• Instructions to follow
Collect every line in the rows below that contains the word "Target", and copy each one out. Case counts.
-- START OF Records for this task --
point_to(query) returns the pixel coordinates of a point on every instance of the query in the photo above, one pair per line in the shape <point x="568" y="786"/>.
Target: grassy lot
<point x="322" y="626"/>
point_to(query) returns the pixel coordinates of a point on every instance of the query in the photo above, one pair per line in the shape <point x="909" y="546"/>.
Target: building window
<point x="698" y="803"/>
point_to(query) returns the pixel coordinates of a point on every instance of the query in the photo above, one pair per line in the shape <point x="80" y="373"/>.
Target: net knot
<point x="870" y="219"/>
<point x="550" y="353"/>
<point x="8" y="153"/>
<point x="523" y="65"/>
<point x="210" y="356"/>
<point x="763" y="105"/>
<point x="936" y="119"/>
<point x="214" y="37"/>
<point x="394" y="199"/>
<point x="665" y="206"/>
-- END OF Records for this task --
-- START OF Records for this task --
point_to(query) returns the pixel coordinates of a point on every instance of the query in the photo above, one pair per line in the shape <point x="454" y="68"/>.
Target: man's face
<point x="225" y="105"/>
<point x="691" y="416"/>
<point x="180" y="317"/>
-- END OF Records for this task --
-- START OF Records for this task --
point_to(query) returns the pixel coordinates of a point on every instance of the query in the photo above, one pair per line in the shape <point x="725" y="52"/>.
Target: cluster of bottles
-- END OF Records for this task --
• Final result
Target: grassy lot
Target: building window
Target: net knot
Target: man's face
Target: cluster of bottles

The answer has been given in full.